SET TASK => Reproduce only the stretch from the line containing "target | mountain ridge" through the end of the items, changing "frame" to "edge" and leaving everything else as it is.

— start of MATERIAL —

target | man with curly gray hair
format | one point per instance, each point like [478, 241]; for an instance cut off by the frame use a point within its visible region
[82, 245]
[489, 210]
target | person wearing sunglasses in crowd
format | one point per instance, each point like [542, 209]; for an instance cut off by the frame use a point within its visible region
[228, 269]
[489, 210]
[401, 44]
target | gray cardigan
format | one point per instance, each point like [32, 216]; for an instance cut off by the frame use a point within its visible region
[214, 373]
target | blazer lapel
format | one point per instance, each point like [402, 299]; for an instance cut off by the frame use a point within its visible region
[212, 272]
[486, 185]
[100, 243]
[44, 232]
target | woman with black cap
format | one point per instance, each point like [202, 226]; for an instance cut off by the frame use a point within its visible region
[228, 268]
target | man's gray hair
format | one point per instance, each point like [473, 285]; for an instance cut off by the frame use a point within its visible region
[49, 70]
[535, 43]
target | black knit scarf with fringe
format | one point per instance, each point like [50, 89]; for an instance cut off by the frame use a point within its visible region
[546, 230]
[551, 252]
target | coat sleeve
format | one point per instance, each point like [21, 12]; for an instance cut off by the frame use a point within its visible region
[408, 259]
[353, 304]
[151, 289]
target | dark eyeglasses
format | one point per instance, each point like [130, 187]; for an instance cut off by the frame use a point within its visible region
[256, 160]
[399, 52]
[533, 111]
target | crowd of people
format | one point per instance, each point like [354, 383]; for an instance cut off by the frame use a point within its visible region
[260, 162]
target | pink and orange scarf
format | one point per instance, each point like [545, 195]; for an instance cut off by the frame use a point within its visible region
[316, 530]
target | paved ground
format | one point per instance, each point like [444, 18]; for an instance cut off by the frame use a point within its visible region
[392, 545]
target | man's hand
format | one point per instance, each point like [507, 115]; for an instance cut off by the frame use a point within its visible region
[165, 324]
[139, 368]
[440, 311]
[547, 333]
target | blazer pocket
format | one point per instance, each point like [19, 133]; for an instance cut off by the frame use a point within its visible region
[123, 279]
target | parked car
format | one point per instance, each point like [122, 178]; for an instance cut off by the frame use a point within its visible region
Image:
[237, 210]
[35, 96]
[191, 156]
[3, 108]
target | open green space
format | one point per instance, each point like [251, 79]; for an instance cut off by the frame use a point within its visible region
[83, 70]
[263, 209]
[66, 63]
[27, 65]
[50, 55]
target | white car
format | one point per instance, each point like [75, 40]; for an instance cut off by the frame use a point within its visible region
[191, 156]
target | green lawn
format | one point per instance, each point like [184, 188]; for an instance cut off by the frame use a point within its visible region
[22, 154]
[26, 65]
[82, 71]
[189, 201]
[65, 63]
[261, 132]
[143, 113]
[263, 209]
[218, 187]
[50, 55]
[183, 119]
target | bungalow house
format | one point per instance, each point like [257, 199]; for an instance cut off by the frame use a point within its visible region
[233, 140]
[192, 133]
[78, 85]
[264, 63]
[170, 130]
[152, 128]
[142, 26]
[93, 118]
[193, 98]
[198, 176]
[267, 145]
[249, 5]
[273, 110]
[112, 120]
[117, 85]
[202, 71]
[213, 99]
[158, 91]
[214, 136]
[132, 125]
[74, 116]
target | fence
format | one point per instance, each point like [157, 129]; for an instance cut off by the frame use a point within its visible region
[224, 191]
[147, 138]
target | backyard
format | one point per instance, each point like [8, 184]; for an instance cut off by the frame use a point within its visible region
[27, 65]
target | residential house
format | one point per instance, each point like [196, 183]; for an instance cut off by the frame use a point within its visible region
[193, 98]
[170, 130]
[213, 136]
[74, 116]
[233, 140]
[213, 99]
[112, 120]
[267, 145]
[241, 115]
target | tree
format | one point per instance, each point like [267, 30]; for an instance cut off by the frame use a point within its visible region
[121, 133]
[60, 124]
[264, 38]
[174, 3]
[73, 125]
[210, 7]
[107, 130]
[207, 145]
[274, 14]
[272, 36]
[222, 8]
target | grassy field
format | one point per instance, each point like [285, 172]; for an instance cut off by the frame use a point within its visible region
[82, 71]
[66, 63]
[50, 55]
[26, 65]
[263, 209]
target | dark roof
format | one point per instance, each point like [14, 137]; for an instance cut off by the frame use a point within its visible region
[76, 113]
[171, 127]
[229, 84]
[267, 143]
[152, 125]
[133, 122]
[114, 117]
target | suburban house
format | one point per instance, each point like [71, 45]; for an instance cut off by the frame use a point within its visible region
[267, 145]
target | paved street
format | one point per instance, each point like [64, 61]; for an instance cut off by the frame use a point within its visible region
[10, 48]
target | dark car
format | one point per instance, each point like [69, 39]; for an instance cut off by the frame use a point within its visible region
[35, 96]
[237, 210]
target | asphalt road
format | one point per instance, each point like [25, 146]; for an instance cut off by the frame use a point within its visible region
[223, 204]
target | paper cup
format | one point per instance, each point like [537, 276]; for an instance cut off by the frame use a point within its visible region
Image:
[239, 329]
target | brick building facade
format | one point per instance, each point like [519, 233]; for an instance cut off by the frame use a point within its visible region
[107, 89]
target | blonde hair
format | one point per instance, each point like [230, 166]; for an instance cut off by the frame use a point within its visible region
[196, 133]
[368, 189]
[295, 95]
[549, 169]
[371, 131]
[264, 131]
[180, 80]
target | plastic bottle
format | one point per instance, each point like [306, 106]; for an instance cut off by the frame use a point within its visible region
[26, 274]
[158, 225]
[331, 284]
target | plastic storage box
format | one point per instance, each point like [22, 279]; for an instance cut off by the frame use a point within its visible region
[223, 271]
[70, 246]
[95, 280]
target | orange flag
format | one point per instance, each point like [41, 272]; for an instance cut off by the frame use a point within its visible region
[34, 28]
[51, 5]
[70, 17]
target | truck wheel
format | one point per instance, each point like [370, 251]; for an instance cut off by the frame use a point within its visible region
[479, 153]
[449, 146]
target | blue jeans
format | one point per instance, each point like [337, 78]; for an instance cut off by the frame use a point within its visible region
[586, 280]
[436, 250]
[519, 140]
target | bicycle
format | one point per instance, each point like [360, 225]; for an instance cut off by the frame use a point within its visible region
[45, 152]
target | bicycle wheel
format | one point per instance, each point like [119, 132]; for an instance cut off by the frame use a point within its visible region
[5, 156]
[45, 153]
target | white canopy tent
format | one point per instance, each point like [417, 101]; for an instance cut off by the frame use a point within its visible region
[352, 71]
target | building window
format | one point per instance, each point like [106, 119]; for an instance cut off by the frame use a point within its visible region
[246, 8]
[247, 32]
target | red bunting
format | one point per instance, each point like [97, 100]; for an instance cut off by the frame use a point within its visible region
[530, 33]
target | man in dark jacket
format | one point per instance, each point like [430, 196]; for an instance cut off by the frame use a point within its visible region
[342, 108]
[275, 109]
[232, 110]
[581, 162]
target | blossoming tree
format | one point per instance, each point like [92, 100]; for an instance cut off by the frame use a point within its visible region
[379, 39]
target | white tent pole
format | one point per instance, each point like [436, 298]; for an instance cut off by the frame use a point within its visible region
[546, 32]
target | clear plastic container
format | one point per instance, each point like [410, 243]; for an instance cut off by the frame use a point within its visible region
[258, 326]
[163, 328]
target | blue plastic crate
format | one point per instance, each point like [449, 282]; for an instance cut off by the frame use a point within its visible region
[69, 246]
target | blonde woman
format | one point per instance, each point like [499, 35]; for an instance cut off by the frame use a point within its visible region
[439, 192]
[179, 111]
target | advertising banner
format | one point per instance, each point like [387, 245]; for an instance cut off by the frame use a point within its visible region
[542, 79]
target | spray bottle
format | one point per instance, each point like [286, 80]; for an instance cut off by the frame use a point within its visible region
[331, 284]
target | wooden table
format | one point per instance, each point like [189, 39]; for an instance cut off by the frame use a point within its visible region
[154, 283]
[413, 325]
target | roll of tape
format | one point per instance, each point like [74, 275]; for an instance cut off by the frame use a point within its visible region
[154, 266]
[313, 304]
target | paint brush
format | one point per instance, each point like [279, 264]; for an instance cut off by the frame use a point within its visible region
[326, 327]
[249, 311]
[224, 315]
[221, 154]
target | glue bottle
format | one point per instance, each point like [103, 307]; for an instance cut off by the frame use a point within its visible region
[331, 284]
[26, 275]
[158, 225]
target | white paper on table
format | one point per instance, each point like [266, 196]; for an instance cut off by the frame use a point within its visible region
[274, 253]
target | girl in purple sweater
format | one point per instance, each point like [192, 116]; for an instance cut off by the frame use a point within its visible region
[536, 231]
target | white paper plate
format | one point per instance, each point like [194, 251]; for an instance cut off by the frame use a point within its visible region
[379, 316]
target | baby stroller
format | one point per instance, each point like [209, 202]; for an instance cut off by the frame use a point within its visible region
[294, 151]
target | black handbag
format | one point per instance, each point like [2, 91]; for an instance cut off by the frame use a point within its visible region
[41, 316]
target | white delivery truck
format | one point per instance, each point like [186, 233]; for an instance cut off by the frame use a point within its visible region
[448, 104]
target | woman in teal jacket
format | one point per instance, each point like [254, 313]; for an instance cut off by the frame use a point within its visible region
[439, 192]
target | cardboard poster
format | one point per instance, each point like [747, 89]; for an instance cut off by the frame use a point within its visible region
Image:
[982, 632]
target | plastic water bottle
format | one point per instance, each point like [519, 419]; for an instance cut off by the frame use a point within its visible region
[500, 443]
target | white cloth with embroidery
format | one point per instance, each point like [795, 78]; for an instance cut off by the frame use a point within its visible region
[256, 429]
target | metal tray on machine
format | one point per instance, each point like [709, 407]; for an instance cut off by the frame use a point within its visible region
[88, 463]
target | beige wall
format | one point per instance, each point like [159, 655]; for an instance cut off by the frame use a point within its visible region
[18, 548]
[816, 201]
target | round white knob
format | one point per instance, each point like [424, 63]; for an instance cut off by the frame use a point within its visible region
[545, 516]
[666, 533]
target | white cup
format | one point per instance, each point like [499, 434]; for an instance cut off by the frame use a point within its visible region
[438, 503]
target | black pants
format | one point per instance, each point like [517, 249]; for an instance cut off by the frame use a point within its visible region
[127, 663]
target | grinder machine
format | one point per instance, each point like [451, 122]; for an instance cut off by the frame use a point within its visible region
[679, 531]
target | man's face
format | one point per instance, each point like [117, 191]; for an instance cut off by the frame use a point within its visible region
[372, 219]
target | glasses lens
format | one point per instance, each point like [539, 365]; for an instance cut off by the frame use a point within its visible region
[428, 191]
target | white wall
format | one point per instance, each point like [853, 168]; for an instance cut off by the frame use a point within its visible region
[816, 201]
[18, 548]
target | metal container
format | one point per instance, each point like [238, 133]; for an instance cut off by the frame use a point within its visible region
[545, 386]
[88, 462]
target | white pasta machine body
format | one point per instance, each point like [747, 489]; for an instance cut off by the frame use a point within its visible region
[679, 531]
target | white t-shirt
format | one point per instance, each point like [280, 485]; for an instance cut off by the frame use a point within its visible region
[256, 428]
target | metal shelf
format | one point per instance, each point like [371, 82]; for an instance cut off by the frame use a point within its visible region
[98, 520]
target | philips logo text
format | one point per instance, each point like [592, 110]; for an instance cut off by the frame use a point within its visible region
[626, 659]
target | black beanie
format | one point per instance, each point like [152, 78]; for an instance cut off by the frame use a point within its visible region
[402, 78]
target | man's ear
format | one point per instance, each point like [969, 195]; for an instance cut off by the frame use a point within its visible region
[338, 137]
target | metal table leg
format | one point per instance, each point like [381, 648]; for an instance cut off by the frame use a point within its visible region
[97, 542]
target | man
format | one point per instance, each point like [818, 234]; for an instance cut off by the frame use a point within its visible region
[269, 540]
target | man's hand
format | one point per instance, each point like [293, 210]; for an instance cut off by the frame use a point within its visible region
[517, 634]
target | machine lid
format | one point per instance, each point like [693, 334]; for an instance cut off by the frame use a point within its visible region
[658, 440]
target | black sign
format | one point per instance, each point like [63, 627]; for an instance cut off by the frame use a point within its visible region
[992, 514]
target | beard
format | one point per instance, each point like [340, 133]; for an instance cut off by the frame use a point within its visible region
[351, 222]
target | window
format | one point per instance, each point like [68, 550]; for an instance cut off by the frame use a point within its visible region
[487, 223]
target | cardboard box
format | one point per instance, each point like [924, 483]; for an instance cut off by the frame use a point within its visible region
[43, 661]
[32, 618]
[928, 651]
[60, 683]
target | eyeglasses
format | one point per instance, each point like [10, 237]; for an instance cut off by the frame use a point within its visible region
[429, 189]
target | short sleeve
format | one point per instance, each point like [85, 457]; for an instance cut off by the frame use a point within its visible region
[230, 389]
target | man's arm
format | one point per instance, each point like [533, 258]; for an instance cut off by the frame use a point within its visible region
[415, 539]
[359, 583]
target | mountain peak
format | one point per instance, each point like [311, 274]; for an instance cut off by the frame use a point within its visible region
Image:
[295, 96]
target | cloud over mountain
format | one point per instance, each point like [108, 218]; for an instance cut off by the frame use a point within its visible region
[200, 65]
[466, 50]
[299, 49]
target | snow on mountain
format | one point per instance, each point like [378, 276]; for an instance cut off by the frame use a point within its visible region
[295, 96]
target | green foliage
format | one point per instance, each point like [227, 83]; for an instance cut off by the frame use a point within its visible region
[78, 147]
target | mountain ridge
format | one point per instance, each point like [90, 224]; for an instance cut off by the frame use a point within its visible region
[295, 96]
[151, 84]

— end of MATERIAL —

THE SOLUTION =>
target | mountain ridge
format | one point per instance, each point like [90, 224]; for an instance cut off by the edge use a point within its visible region
[295, 96]
[151, 84]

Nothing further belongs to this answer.